▶ Set task:
Copy the records from the line with "Report the position of each instance of the thin" to the line with "195], [276, 302]]", both included, with their requests, adding 77 to every coordinate in the answer points.

:: Exercise material

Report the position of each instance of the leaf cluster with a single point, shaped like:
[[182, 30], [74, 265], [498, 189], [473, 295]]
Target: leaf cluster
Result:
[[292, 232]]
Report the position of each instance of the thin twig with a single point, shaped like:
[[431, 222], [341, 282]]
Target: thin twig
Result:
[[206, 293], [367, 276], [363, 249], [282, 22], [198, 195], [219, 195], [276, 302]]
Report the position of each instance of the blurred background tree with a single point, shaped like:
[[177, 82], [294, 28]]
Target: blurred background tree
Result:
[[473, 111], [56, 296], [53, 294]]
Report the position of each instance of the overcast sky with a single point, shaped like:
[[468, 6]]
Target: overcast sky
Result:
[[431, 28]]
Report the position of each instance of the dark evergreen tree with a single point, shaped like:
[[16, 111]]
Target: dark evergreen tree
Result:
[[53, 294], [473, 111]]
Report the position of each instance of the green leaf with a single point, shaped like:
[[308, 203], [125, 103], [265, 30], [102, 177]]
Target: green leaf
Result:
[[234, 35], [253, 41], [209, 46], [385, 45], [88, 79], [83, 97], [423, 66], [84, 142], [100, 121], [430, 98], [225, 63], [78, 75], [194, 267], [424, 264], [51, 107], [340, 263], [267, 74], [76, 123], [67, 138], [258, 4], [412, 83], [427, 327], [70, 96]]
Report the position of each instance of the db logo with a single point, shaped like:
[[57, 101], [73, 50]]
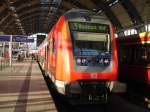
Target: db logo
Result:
[[94, 75]]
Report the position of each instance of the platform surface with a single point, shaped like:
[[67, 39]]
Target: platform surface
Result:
[[23, 89]]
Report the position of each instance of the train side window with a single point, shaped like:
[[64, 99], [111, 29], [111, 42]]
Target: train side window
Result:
[[53, 45]]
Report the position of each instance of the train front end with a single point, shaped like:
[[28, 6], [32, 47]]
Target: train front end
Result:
[[92, 60]]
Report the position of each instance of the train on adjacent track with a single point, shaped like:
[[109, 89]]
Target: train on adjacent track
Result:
[[134, 58], [80, 56]]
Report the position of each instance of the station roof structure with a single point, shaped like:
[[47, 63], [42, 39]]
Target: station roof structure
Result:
[[26, 17]]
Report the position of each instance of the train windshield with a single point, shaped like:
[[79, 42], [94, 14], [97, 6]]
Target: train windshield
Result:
[[91, 44]]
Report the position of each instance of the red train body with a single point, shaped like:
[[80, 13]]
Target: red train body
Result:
[[134, 58], [81, 56]]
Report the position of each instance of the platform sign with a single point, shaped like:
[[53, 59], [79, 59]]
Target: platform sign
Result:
[[4, 38], [16, 38], [30, 40]]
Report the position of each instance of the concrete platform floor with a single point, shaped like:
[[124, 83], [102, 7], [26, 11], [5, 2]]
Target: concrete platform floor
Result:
[[23, 89]]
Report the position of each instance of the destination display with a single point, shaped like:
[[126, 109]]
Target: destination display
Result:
[[16, 38], [89, 27]]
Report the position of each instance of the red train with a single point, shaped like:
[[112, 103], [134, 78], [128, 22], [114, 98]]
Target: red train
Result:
[[134, 58], [81, 56]]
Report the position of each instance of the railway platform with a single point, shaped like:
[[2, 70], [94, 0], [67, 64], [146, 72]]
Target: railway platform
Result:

::::

▶ Result of this exercise:
Report the position of each instance of the thin twig with a single point, shaped like:
[[431, 222], [341, 282]]
Target: thin twig
Result:
[[283, 370], [444, 353], [440, 326], [359, 99], [275, 272], [296, 272], [353, 379]]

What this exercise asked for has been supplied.